Material for this task —
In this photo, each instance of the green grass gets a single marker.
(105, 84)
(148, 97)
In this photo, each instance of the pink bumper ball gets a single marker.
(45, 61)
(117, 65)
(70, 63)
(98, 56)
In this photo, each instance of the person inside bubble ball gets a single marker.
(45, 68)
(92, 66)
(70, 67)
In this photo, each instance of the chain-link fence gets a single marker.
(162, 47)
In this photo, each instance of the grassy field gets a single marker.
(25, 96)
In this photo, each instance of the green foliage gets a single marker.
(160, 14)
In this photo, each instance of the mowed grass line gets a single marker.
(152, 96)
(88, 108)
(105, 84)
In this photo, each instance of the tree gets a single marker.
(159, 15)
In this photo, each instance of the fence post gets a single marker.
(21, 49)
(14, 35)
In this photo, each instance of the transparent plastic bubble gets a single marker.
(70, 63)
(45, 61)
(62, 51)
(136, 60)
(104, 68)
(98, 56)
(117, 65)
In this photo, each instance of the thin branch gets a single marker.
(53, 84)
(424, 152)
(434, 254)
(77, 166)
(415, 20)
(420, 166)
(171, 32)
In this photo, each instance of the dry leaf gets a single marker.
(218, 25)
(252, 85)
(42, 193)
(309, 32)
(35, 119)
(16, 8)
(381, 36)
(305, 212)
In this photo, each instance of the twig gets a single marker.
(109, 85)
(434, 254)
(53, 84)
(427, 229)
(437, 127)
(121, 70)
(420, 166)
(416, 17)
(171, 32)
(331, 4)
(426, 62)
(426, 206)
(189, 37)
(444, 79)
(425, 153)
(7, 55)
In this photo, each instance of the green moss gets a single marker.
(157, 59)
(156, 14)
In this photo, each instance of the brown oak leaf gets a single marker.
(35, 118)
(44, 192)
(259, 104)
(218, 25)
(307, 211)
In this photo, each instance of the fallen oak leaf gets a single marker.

Task description —
Retype all of the records above, word for word.

Result —
In this photo, each instance of the green grass gets a single marker.
(105, 84)
(148, 97)
In this photo, each instance of the pink bumper ball gets a single marker.
(45, 61)
(117, 65)
(70, 63)
(98, 56)
In this photo, each instance of the person inside bubble ball gets a single marker.
(45, 68)
(92, 66)
(70, 67)
In this photo, each instance of the chain-link fence gets a single marker.
(162, 47)
In this photo, each instance of the grassy field gets a single marker.
(25, 96)
In this photo, each instance of the green foliage gets a single marker.
(160, 14)
In this photo, each instance of the mowed grass line gets a single marker.
(152, 96)
(88, 108)
(105, 84)
In this photo, each instance of the tree gets a single marker.
(159, 15)
In this photo, each instance of the fence post gets a single marker.
(21, 49)
(14, 35)
In this photo, each instance of the transparent plastic bubble gets a single marker.
(70, 63)
(45, 61)
(62, 51)
(136, 60)
(104, 68)
(98, 56)
(117, 65)
In this photo, each instance of the thin branch gets a single marker.
(53, 84)
(424, 152)
(434, 254)
(77, 166)
(415, 20)
(420, 166)
(171, 32)
In this photo, each instance of the dry leaf gets a single marker.
(218, 25)
(252, 85)
(42, 193)
(309, 32)
(35, 119)
(16, 8)
(381, 36)
(305, 212)
In this photo, each instance of the twig gets a single marker.
(109, 85)
(434, 254)
(53, 84)
(427, 229)
(437, 127)
(121, 70)
(420, 166)
(416, 17)
(171, 32)
(331, 4)
(426, 62)
(426, 206)
(189, 37)
(444, 79)
(425, 153)
(7, 55)
In this photo, each instance of the green moss gets a single marker.
(157, 59)
(156, 14)
In this photo, each instance of the brown oak leaf gets a single marker.
(35, 118)
(44, 192)
(259, 104)
(218, 25)
(307, 211)
In this photo, each instance of the fallen oak leaf gets a single marker.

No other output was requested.